● **Work required**
Show every line of the items below that contains the word "blue". Case counts.

Pointing records:
+++++
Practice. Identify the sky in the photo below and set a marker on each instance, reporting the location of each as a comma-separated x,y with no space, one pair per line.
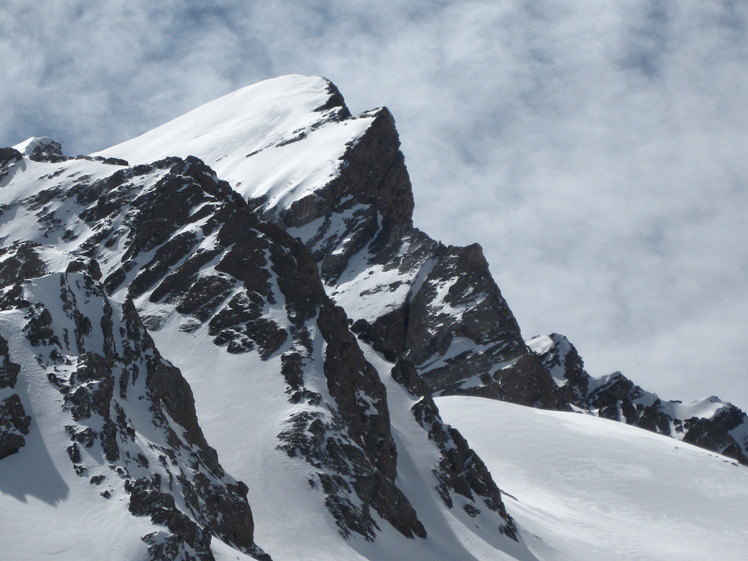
598,151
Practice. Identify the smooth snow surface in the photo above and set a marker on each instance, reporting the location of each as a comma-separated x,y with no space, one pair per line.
267,140
587,489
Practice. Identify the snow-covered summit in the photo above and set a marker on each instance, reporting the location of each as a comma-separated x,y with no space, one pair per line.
251,137
28,146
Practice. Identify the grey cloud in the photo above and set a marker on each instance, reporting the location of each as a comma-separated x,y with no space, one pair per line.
596,150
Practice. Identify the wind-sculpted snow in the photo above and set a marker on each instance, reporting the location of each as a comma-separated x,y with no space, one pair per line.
710,423
181,243
127,422
266,242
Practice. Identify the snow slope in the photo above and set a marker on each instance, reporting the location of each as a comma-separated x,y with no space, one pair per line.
586,488
253,138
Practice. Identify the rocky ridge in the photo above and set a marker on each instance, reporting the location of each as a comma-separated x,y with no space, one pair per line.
310,275
174,239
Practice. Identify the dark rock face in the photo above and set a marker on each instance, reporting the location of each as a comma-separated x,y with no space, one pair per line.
102,369
618,398
8,156
14,423
460,470
190,242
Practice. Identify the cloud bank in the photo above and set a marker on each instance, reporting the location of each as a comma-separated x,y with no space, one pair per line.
595,150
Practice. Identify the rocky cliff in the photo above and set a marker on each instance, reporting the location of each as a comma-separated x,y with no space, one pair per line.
264,244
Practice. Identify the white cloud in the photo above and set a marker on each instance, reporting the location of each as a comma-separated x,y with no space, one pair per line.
596,150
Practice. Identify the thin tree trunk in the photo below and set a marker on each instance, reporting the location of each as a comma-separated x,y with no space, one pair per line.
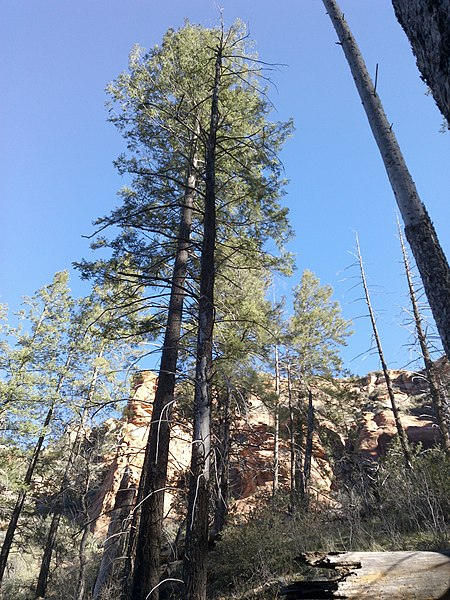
146,571
222,465
387,378
196,549
308,446
292,445
115,544
82,559
276,426
435,390
428,254
10,532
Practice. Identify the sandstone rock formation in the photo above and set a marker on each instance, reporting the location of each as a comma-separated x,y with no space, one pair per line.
252,454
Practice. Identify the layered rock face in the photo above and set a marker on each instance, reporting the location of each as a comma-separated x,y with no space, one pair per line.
251,468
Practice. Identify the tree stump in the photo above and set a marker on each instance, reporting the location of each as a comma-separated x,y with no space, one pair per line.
380,575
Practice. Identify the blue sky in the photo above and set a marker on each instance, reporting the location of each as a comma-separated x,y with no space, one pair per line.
56,172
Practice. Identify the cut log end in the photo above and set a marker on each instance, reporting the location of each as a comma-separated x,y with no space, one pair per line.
381,575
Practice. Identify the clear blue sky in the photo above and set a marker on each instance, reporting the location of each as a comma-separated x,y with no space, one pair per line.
57,148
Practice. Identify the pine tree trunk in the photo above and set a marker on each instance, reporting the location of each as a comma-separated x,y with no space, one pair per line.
41,588
196,549
292,445
308,446
387,378
115,542
276,426
437,399
427,25
146,571
420,233
222,466
12,525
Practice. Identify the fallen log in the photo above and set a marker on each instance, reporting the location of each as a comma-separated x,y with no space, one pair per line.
380,575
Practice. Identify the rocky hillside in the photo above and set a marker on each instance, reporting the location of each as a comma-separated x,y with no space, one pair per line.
353,423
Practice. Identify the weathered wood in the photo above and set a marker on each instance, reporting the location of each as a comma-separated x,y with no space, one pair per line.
381,575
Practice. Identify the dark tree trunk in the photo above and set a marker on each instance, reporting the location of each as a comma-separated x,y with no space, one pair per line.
196,549
387,378
222,464
41,588
308,446
437,398
276,426
427,25
114,545
420,233
146,571
292,444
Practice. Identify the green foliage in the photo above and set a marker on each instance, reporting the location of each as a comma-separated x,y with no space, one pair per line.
316,331
161,107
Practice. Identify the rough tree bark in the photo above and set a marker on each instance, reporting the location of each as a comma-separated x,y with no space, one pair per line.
115,540
368,575
387,378
435,389
146,571
427,26
41,588
222,464
196,548
308,447
430,259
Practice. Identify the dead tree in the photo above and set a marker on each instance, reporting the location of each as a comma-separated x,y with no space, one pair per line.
387,378
430,259
427,25
430,370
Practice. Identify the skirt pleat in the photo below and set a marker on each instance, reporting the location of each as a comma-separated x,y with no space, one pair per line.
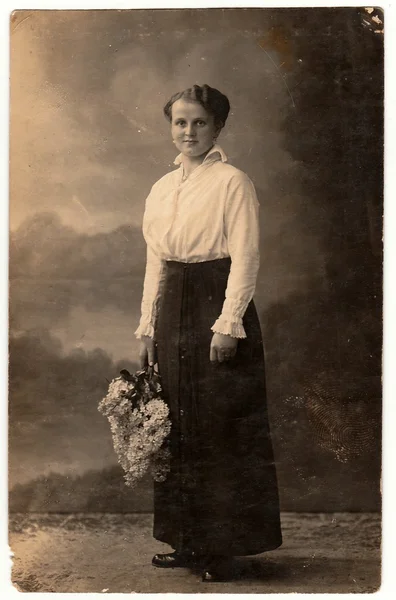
221,495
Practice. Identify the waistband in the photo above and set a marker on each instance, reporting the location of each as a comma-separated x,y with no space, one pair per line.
217,263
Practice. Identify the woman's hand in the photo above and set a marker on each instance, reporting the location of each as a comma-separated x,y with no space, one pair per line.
222,347
147,352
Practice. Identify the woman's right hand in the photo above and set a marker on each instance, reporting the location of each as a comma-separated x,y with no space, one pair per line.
147,352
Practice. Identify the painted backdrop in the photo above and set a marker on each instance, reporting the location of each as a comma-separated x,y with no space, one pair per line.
88,140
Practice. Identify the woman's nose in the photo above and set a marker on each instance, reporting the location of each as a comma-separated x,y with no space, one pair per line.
190,129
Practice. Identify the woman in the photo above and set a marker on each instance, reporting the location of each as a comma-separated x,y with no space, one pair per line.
201,226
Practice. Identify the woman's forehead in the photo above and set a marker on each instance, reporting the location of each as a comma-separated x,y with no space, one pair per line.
189,109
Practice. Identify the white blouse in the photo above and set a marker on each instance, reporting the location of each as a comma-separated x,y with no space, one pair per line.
213,214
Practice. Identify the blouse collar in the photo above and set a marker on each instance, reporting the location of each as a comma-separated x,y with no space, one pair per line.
215,153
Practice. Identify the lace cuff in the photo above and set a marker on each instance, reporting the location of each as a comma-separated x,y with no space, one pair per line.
232,328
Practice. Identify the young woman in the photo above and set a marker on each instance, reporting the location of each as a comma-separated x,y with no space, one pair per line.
199,322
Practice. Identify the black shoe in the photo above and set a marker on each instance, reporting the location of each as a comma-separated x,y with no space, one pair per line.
218,570
174,560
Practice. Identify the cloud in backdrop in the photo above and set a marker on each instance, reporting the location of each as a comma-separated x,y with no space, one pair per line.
88,139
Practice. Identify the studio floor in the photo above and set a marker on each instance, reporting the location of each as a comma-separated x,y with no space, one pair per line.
333,553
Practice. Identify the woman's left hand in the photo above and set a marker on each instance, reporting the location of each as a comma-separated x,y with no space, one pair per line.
222,347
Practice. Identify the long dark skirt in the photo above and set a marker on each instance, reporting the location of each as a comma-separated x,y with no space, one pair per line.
221,496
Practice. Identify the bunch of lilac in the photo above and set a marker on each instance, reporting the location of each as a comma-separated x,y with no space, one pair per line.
139,423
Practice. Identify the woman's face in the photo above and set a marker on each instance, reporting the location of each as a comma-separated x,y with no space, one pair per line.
193,129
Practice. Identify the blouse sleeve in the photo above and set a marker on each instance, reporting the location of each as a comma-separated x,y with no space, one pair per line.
152,288
242,233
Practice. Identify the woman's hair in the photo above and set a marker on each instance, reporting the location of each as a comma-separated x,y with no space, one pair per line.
213,101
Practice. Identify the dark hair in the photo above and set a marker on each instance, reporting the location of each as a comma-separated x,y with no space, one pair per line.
213,101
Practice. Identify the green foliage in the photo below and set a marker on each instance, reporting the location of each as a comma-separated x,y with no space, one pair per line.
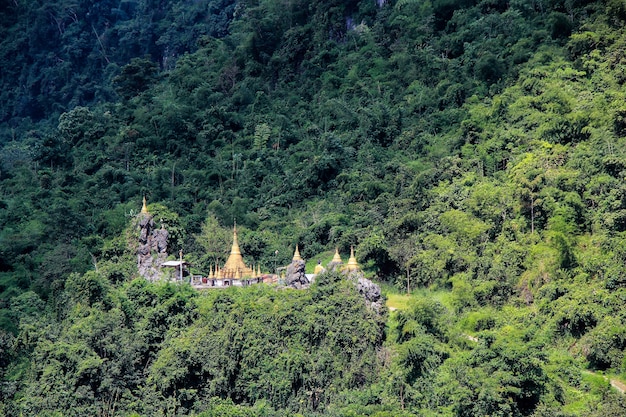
475,148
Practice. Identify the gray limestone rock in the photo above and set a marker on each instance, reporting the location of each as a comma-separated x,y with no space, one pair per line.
295,276
152,248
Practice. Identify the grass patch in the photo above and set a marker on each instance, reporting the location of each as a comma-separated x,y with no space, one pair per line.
398,301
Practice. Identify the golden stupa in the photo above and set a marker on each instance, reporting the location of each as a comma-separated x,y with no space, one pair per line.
337,257
352,263
296,255
234,266
144,207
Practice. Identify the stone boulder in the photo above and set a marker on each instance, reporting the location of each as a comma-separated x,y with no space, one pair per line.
152,248
371,293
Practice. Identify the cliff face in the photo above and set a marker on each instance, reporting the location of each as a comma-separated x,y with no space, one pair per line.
152,250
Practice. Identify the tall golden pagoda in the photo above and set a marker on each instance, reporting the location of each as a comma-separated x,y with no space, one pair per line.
144,207
352,263
296,255
337,257
234,266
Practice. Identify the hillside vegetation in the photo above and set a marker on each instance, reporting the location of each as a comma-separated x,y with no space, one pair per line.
472,152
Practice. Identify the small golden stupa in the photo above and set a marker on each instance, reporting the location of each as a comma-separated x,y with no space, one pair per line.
234,266
352,263
337,257
296,255
144,208
319,268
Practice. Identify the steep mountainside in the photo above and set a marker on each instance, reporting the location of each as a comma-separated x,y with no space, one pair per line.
471,150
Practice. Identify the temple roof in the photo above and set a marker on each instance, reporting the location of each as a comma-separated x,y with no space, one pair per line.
352,263
337,257
144,207
296,255
234,266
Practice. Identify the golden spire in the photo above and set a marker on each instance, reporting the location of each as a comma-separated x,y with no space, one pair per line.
337,258
352,264
144,208
296,255
234,266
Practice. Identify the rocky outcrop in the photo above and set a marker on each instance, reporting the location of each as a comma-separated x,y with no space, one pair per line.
295,276
371,293
152,250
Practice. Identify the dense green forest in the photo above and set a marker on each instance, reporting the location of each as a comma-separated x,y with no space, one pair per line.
471,151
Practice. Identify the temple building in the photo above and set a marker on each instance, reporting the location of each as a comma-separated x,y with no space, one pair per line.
352,263
337,257
234,271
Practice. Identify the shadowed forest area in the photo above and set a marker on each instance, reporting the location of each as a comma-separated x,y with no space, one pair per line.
471,151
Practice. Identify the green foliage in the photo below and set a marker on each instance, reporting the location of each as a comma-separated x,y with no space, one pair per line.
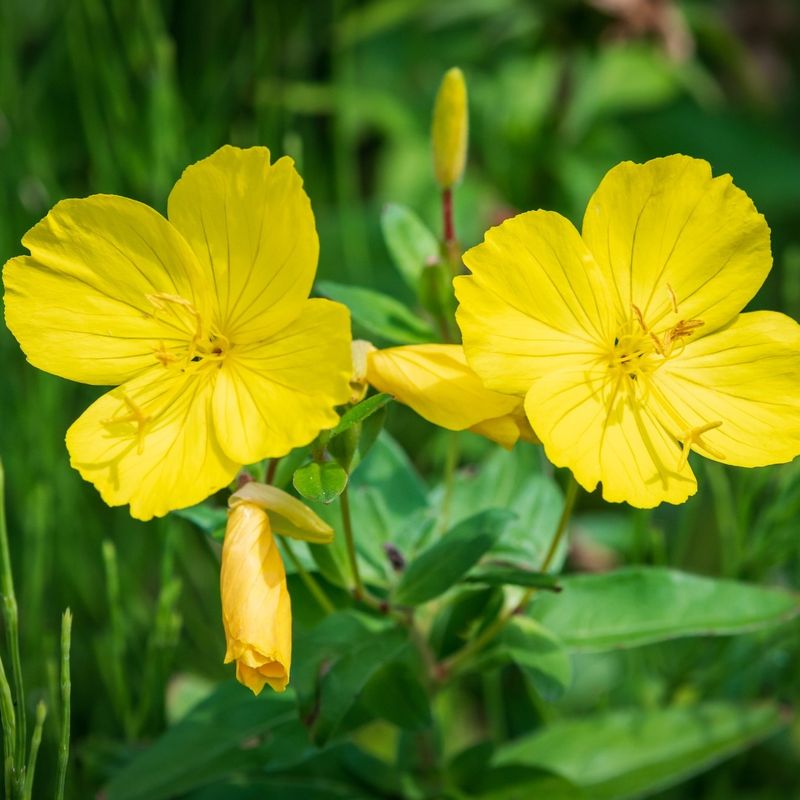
636,606
660,666
630,753
409,241
379,316
438,567
320,481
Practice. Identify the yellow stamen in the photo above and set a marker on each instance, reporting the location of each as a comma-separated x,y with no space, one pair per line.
673,298
163,355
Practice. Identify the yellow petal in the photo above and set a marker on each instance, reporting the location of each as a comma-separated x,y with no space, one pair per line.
508,429
746,376
358,381
150,443
279,394
591,424
667,233
256,608
251,226
287,515
84,305
436,382
535,295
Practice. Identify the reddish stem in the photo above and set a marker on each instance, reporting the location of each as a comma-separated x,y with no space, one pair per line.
447,212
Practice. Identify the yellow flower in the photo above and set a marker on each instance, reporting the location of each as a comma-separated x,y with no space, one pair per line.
256,607
450,129
627,342
435,380
203,321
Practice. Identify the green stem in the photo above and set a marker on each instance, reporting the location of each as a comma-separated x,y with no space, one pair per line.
451,463
36,740
11,616
66,692
117,635
358,590
563,523
487,635
9,728
308,579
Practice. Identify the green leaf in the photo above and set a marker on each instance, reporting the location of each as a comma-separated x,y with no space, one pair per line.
515,480
395,694
360,412
635,606
537,652
220,728
471,771
631,753
343,683
387,498
411,244
321,482
379,315
436,569
464,616
355,435
510,575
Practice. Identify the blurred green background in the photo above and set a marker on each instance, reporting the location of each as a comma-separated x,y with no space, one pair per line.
118,97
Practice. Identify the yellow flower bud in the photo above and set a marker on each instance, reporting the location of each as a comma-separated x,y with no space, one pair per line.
358,383
288,516
256,609
450,128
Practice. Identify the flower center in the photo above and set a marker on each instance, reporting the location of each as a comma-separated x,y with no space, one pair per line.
638,352
203,346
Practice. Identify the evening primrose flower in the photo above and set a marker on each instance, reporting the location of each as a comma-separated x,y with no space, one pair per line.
202,320
435,380
256,607
627,342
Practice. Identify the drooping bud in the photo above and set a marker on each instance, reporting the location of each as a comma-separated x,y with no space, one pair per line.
358,383
450,130
288,516
256,609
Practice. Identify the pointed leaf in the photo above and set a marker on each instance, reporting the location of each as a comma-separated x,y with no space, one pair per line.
321,482
635,606
632,753
378,314
411,244
436,569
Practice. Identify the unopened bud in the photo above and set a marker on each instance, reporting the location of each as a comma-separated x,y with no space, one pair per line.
450,129
358,383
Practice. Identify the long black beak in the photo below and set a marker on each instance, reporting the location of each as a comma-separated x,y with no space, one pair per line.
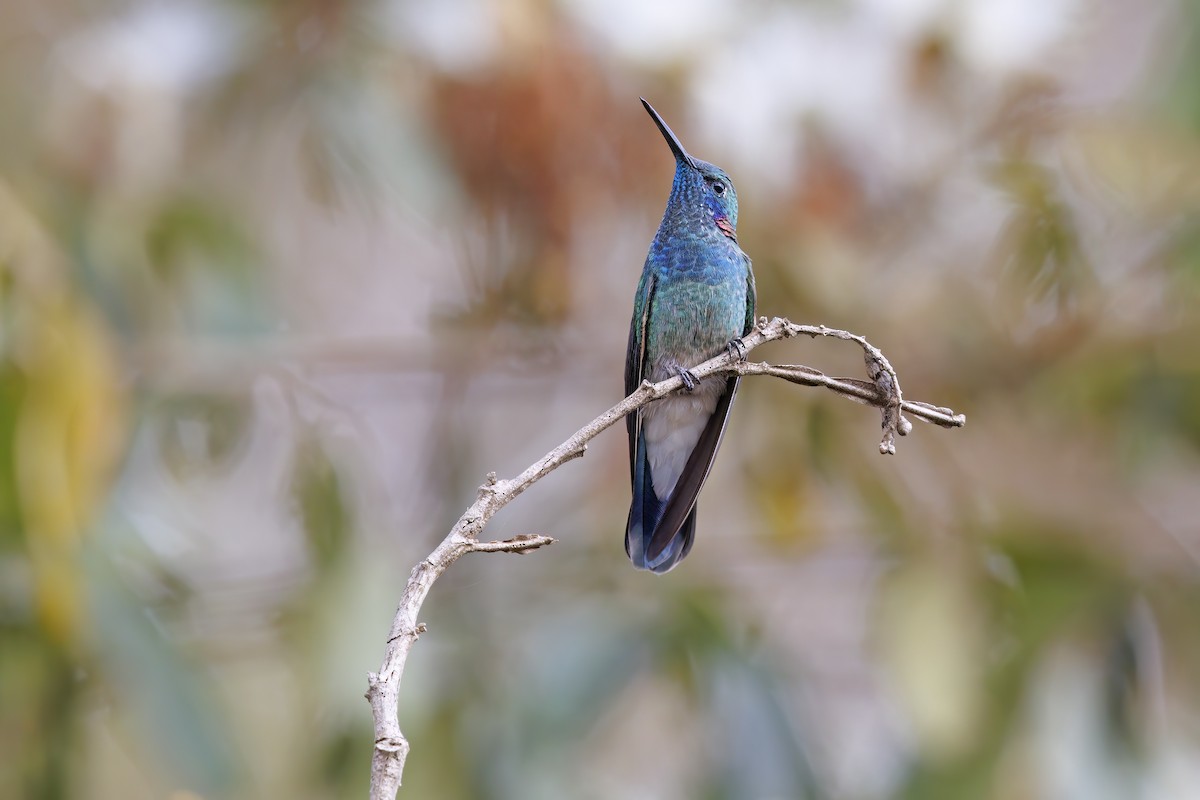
+++++
● **Written answer**
Practice. Identify the blue sky in the photo above and set a marker on each instance, reporting the location of each as a comma-separated x,y with no space, one pair per line.
Practice. Identify the clear blue sky in the photo above and set a marker on each instance, reporting the location of each as a comma-separated x,y with no space, one pair per line.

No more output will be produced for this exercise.